Job 1:
Decide whether each statement below agrees with the movie review, answering yes or no and quoting the deciding words of the movie review: (a) The reviewer found the clawed immortal terrifying. (b) The reviewer argues that the final fight is a meaningful one. (c) The reviewer considers the Auschwitz sequence a strong one.
Job 2:
Pick up the movie review after its last sentence and continue it in the same voice.
**** Provided passage
The scene that comes out of absolutely nowhere, as in I had no idea it was coming, and surprised me the most, occurs when a certain Australian actor, masquerading as a Canadian immortal with shiny claws that come out of his hands, is first unleashed, and basically is, for the time he’s in the story, an unstoppable monster from a horror flick, getting to do the bloody carving and shredding on a bunch of humans that people have been waiting 9 films for. He was terrifying, even with strange headgear that made me wonder whether he was wearing a retainer to fix his teeth or something.
Yes it all builds to a massive fight at the end, but I’d argue that the road they take to get there is an enjoyable one, and the fight at the end isn’t a completely dumb one. I won’t argue that it’s a meaningful one, but these characters work well together, especially at the end, to beat someone I would have thought they couldn’t. More fool me. The sequence at Auschwitz, one which many have argued is in poor taste at best, and downright monstrously misguided at worst is a strong one, for me. They’ve long established Erik’s connection to the place, since his family were slaughtered there, so bringing this back full circle seems like a valid choice to me.
********
**** Extracted information
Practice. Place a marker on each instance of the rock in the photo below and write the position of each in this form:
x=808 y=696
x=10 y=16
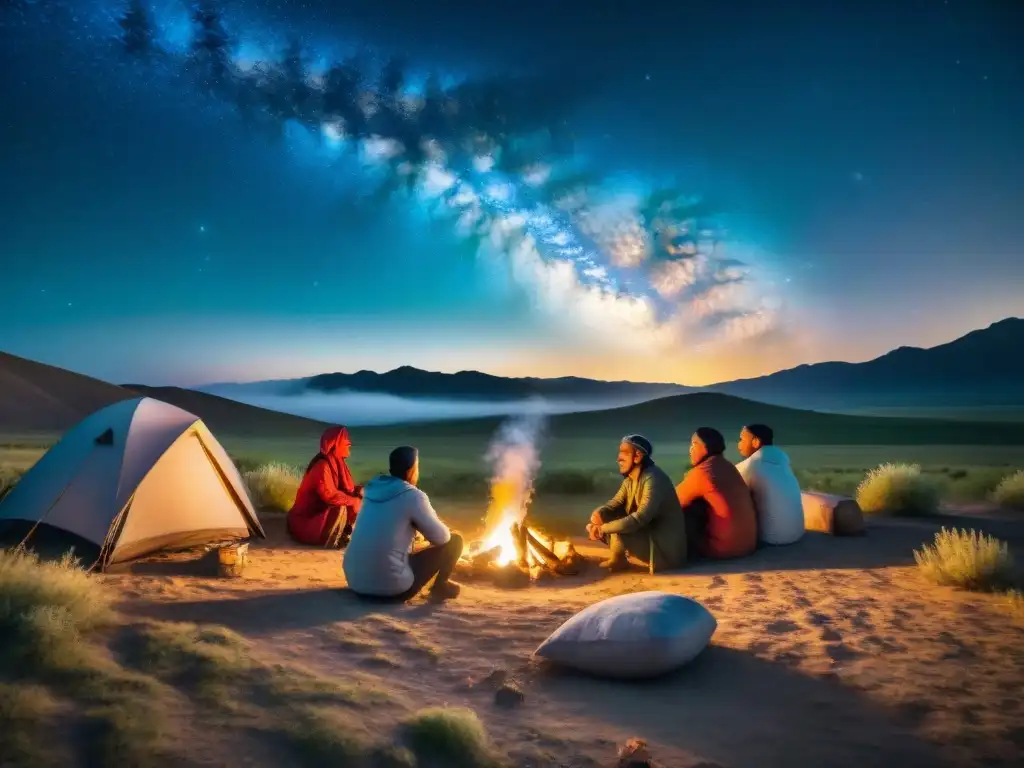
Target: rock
x=496 y=679
x=634 y=754
x=509 y=695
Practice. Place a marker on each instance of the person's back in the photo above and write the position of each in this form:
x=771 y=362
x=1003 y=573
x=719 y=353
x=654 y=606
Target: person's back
x=731 y=527
x=377 y=559
x=776 y=495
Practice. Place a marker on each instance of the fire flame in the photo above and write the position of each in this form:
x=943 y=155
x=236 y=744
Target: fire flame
x=514 y=459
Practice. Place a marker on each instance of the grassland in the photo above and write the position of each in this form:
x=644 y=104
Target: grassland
x=829 y=452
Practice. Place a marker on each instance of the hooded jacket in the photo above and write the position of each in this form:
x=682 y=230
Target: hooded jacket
x=326 y=488
x=732 y=523
x=376 y=561
x=776 y=495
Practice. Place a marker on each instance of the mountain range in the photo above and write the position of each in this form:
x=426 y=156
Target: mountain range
x=983 y=368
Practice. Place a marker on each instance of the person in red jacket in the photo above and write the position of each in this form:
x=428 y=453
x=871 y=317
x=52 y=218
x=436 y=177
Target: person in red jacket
x=328 y=500
x=719 y=508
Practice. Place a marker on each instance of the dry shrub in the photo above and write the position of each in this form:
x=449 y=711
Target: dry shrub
********
Expected answer 1:
(a) Yes: "He was terrifying"
(b) No: "I won’t argue that it’s a meaningful one"
(c) Yes: "is a strong one, for me"

Expected answer 2:
The relationship between Charles, Erik and Raven is a strong one, and, let’s be fair, it’s also always been about the love/jealousy that exists between the three of them, and in some ways Apocalypse gives them a decent ending on this part of it all, especially since we now have different dynamics and chemistries to look forward to.
Or not. It’s not as if there aren’t enough of these goddamn films coming out. It was entertaining enough for my money, and all the negativity about it ignores the fact that all of these X-Men flicks are a bit naff, really, let’s be honest. Whether as a metaphor for civil rights / gay rights and such, or just an excuse to watch superpowered people whack a bunch of other superpowered people, really, it’s about a bunch of freaks the world hates who have to work together to save the world.
And that gives hope to freaks, geeks, and the great unwashed undateable masses the world over, which has to be a good thing, doesn’t it?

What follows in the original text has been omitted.